## GIVEN PROBLEM
Print each line of the listing once more, precisely as given.

[Object position labeling entries]
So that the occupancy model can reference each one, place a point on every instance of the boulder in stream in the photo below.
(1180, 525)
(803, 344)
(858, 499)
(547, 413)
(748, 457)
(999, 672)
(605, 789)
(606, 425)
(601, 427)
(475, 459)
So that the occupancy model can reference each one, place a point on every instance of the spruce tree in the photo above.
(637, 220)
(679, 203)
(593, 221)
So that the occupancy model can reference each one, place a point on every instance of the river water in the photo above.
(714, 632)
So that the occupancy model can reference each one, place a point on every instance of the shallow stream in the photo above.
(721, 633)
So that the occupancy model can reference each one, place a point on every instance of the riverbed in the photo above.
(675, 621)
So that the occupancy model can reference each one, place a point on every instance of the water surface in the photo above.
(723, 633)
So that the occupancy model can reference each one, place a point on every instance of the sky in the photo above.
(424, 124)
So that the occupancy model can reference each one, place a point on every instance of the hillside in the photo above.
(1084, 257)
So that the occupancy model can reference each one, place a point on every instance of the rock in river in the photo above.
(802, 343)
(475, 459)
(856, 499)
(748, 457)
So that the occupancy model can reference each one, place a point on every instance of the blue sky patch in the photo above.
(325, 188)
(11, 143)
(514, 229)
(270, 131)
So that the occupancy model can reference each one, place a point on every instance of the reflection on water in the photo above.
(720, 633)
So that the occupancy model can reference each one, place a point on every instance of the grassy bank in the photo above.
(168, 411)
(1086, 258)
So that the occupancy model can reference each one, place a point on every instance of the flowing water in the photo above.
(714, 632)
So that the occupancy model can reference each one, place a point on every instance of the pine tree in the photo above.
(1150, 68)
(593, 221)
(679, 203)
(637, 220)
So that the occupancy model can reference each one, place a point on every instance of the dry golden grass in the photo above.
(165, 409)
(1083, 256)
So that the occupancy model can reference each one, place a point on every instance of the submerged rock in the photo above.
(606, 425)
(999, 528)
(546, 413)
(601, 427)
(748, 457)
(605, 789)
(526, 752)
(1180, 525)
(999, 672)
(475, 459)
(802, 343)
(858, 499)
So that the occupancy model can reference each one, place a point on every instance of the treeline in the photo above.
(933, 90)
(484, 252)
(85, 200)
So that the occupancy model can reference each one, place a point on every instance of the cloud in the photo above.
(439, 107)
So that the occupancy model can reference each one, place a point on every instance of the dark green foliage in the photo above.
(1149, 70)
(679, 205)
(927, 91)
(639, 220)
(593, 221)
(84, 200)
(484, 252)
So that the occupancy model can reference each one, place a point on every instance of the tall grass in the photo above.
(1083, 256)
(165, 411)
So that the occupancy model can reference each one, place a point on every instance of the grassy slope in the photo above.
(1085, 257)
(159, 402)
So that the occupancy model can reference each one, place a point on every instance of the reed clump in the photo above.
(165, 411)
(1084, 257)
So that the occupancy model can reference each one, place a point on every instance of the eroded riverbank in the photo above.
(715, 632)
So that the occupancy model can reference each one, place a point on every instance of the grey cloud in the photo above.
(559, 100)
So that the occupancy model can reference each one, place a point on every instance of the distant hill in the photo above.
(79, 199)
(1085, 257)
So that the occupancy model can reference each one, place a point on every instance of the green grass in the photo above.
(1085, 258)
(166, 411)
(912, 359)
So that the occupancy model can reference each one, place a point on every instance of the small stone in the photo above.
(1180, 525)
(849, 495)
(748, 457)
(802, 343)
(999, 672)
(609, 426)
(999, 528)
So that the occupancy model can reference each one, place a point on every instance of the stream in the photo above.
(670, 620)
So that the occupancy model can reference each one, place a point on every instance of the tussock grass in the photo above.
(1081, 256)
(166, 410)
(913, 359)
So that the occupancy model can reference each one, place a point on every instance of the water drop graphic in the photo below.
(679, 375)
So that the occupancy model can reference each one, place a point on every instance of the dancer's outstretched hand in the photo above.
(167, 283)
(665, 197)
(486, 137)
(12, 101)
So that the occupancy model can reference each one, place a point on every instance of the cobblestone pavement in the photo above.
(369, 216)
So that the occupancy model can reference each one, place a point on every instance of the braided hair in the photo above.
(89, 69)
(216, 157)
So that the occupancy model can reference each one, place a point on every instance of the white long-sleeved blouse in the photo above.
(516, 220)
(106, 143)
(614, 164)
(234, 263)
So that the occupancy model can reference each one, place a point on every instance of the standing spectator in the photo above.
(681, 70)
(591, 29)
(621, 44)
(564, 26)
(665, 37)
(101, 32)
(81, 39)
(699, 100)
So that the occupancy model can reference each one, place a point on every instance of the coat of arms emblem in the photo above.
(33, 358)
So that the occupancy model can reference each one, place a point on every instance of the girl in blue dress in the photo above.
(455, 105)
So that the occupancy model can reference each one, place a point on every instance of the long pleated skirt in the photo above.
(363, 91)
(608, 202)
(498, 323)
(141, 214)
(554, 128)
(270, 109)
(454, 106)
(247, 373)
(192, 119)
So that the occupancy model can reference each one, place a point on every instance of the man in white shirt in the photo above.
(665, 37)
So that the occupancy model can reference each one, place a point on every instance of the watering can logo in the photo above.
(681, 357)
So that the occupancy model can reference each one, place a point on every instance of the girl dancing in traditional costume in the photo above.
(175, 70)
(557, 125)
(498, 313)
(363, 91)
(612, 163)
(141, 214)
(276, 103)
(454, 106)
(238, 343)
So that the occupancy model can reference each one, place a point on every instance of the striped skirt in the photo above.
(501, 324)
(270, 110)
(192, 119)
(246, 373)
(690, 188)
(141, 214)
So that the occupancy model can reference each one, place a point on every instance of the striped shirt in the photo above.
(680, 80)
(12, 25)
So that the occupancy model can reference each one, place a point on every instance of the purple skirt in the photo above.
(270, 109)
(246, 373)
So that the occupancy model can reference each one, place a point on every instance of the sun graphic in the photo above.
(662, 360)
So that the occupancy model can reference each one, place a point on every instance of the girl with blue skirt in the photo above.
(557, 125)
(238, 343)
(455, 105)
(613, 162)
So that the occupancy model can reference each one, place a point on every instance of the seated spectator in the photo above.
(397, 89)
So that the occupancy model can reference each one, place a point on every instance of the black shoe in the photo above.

## SOLUTION TO THE PROBLEM
So that the occupancy model can reference each one, place a point on every instance of the boulder in stream in the photo below.
(1180, 525)
(803, 344)
(858, 499)
(547, 413)
(748, 457)
(999, 672)
(605, 789)
(606, 425)
(601, 427)
(475, 459)
So that the occupancy model can reference each one, place a point on every instance of the spruce tree in the photo above.
(637, 220)
(679, 203)
(593, 221)
So that the occupancy model can reference each one, place a point on every instance of the river water in the photo above.
(714, 632)
So that the occupancy model can reference each one, place a point on every instance of the shallow stream in the photo above.
(721, 633)
So that the occupancy model can reference each one, place a point on every instance of the riverbed in the photo above.
(675, 621)
So that the occupancy model can reference each one, place a point on every instance of the water surface in the photo above.
(723, 633)
So that the occupancy model can reference each one, place a point on every instance of the sky in the photo above.
(424, 124)
So that the occupancy model can reference each one, place a point on every instance of the hillside in the photo above.
(1084, 257)
So that the occupancy model can reference each one, place a point on every instance of the rock in river in the photo above.
(802, 343)
(475, 459)
(856, 499)
(748, 457)
So that the occupancy model can reference each one, place a point on every instance of the blue sky patch in the photo above.
(325, 188)
(11, 143)
(514, 229)
(270, 131)
So that the occupancy model can reference each one, place a point on every instance of the reflection on water in the photo above.
(720, 633)
So that the occupancy model can reference each one, place a point on every instance of the grassy bank in the photo above.
(168, 411)
(1086, 258)
So that the occupancy model can reference each one, place a point on every instance of the flowing water in the photo above.
(714, 632)
So that the occupancy model can reference each one, place a point on every instance of the pine tree in the photo above.
(1150, 68)
(593, 221)
(679, 203)
(637, 220)
So that the occupancy model can reference each one, place a point on every instance of the dry golden grass in the photo above.
(165, 409)
(1083, 256)
So that the occupancy model can reference each one, place a point on every instance of the submerged rock in the photo above.
(606, 425)
(999, 528)
(546, 413)
(601, 427)
(748, 457)
(605, 789)
(526, 752)
(1180, 525)
(999, 672)
(475, 459)
(802, 343)
(858, 499)
So that the occupancy model can reference each one, place a point on every instance of the treeline in the photo above.
(933, 90)
(484, 252)
(85, 200)
So that the occupancy model can reference each one, place a point on every instance of the cloud in the photo above.
(439, 107)
So that the occupancy model can reference each one, place a point on every instance of the dark green foliage in the photo above.
(1149, 70)
(679, 205)
(927, 91)
(639, 220)
(593, 221)
(84, 200)
(484, 252)
So that the occupancy model can reference each one, place a point on every instance of the tall grass in the photo above.
(1083, 256)
(165, 411)
So that the occupancy model can reference each one, place a point on every instance of the grassy slope in the photo above.
(1085, 257)
(159, 402)
So that the occupancy model can reference each one, place a point on every instance of the reed clump in the photo above.
(165, 411)
(1084, 257)
So that the occupancy model can reference each one, place a point on every instance of the eroded riverbank in the photo above.
(715, 632)
So that the occupancy model can reference each one, place a point on every instance of the grey cloud in the photo above.
(559, 100)
So that the occupancy model can reference each one, place a point on every instance of the distant hill in the photo above.
(79, 199)
(1085, 257)
So that the occupancy model can reference each one, place a point on every instance of the green grass in the photo above.
(1085, 258)
(166, 411)
(912, 359)
So that the occupancy model can reference each one, place a point on every instance of the small stone in the photo above.
(1180, 525)
(849, 495)
(748, 457)
(802, 343)
(999, 672)
(609, 426)
(999, 528)
So that the occupancy model can reference each one, place a point on every instance of the stream in the photo above.
(670, 620)
So that the occupancy model can reference each one, place a point on every instance of the tussock grass in the photo above.
(1081, 256)
(166, 410)
(913, 359)
So that the occupancy model can reference each one, place a point on every instance of the water drop graphic in the photo below.
(679, 375)
So that the occupancy model can reference each one, place a point on every instance of the dancer's outstretched hand in the photo above.
(167, 283)
(665, 197)
(486, 137)
(12, 101)
So that the occupancy model can reference each one, place a point on every instance of the cobblestone pavement in the photo above.
(369, 216)
So that the occupancy model can reference each one, place a point on every instance of the braided hair in the photo above.
(89, 69)
(216, 157)
So that the occupancy model can reference each one, place a point on every instance of the white long-sleeved blouse in the photo above.
(516, 220)
(106, 143)
(614, 164)
(234, 263)
So that the occupancy model can reference each one, place a point on every instance of the standing spectator in the photo above.
(681, 70)
(591, 29)
(621, 44)
(564, 26)
(665, 37)
(101, 32)
(81, 39)
(699, 100)
So that the occupancy model can reference each one, place a point on every instance of the coat of arms emblem in the photo above.
(33, 358)
So that the occupancy model can reference each one, place a point on every instance of the girl in blue dress in the photo above.
(455, 105)
So that the occupancy model can reference each one, place a point on every instance of the long pleated skirt in the photo above.
(363, 91)
(608, 202)
(498, 323)
(141, 214)
(554, 128)
(270, 109)
(454, 106)
(247, 373)
(192, 119)
So that the occupancy model can reference each one, place a point on every instance of the man in white shirt in the photo above.
(665, 37)
So that the occupancy model can reference each one, place a point on every instance of the watering can logo in the photo above.
(681, 357)
So that the occupancy model can reference each one, place a point on every instance of the girl dancing in traditional costume in the photo above.
(175, 70)
(557, 125)
(498, 313)
(363, 91)
(612, 163)
(141, 214)
(276, 103)
(454, 106)
(238, 343)
So that the occupancy model can reference each one, place a point on every instance of the striped skirt in the photo above.
(501, 324)
(270, 110)
(192, 119)
(246, 373)
(690, 188)
(141, 214)
So that the occupancy model can reference each one, place a point on every instance of the striped shirt in the photo above.
(680, 80)
(12, 25)
So that the occupancy model can reference each one, place a point on every instance of the purple skirt in the photo above.
(270, 109)
(246, 373)
So that the occupancy model can reference each one, place a point on every instance of the sun graphic in the photo above.
(662, 360)
So that the occupancy model can reference each one, place a point on every instance of the girl with blue skirt in the photo above.
(557, 125)
(238, 343)
(455, 105)
(613, 162)
So that the occupancy model can reference each one, place a point on every instance of the seated spectator in the photo above.
(397, 89)
So that the occupancy model can reference each one, place a point on every instance of the black shoe in the photo above.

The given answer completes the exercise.